Why do young people use marijuana?
Young persons begin to use marijuana for many reasons. It could be curiosity. It could be a desire to fit into a social group. They may have friends who use drugs and these friends may urge them to try using (peer pressure).
Teenagers who have already started smoking cigarettes or drink alcohol are at a heightened risk of starting using marijuana.
Children or teens with undiagnosed or untreated mental disorders such as ADHD, conduct disorder, depression or anxiety) are also at risk. Individuals who have been sexually abused or bullied are also highly vulnerable to drugs intake at an early age.
For some kids, taking drugs is a means to coping with uncomfortable feelings such anxiety, anger, depression, boredom and stress at school. However, getting high is actually a way of escaping the problems, not learning how to deal with them.
Research indicates that another factor that initiates kids into alcohol or drugs is the family members’ use of such substances at home. Parents, uncles and aunts, and elder siblings are role models kids tend to follow.
Thus we can say that all aspects of the kids’ environment – school, home, friends – can trigger drug or alcohol use.
How can you prevent your child from using marijuana?
There is no magic formula for preventing your children from using drugs. However, research has indicated that parents have a significant influence on their kids. To begin, talk openly with your kids. And stay actively engaged in their daily lives.
Here are some facts about marijuana that research supports. These brief findings are supported by scientific evidence. These findings can help you and your child separate fact from fiction.

— PROVIDED MATERIAL —
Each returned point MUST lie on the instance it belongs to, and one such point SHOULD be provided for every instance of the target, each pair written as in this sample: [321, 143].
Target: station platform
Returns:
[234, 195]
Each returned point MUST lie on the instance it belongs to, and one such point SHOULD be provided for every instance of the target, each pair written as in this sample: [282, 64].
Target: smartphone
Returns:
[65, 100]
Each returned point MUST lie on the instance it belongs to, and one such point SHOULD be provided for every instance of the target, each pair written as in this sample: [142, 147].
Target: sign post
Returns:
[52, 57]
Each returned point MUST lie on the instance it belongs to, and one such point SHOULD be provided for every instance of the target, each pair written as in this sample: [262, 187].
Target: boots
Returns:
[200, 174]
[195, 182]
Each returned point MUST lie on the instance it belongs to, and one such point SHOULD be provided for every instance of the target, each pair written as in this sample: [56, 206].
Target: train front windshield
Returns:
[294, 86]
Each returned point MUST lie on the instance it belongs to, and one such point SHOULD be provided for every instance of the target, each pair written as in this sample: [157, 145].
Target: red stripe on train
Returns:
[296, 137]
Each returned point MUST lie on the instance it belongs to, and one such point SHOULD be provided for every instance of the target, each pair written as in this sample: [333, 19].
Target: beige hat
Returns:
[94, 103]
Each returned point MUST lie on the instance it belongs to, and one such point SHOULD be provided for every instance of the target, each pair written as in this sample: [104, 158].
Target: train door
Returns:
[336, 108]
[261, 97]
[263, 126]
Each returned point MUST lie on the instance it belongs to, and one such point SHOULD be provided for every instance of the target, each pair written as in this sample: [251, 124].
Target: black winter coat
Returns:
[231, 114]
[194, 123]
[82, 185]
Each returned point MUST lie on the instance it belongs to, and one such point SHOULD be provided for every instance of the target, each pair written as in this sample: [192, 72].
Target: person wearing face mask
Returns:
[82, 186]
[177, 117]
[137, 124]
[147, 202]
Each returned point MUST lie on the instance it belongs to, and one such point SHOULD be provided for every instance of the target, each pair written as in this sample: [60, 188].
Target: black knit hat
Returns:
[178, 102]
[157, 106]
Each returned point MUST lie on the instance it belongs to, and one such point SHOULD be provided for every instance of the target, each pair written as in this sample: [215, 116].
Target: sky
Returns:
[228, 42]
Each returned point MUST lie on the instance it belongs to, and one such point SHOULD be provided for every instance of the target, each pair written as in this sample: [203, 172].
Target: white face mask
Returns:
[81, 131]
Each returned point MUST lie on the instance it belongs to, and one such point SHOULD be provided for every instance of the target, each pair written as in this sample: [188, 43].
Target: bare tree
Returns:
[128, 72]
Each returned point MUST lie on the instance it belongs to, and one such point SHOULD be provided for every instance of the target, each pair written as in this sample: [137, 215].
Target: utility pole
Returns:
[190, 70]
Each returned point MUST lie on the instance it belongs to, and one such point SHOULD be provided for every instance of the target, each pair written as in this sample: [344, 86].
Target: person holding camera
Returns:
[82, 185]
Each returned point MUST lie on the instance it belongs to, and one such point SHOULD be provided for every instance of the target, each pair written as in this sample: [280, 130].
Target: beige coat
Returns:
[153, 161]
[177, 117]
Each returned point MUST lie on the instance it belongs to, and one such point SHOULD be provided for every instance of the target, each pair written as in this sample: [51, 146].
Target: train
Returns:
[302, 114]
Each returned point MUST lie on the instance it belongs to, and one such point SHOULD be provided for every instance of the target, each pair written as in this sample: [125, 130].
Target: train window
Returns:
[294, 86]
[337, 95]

— WHAT THIS EXERCISE ASKS —
• a. In the passage on marijuana use among young people, rewrite the section from "How can you" up to and including "fact from fiction.", substituting "results" for every occurrence of "findings".
• b. According to the passage on marijuana use among young people, which family members are named as role models that kids tend to follow?

— SOLUTIONS —
• a.
How can you prevent your child from using marijuana?
There is no magic formula for preventing your children from using drugs. However, research has indicated that parents have a significant influence on their kids. To begin, talk openly with your kids. And stay actively engaged in their daily lives.
Here are some facts about marijuana that research supports. These brief results are supported by scientific evidence. These results can help you and your child separate fact from fiction.

• b. Parents, uncles and aunts, and elder siblings.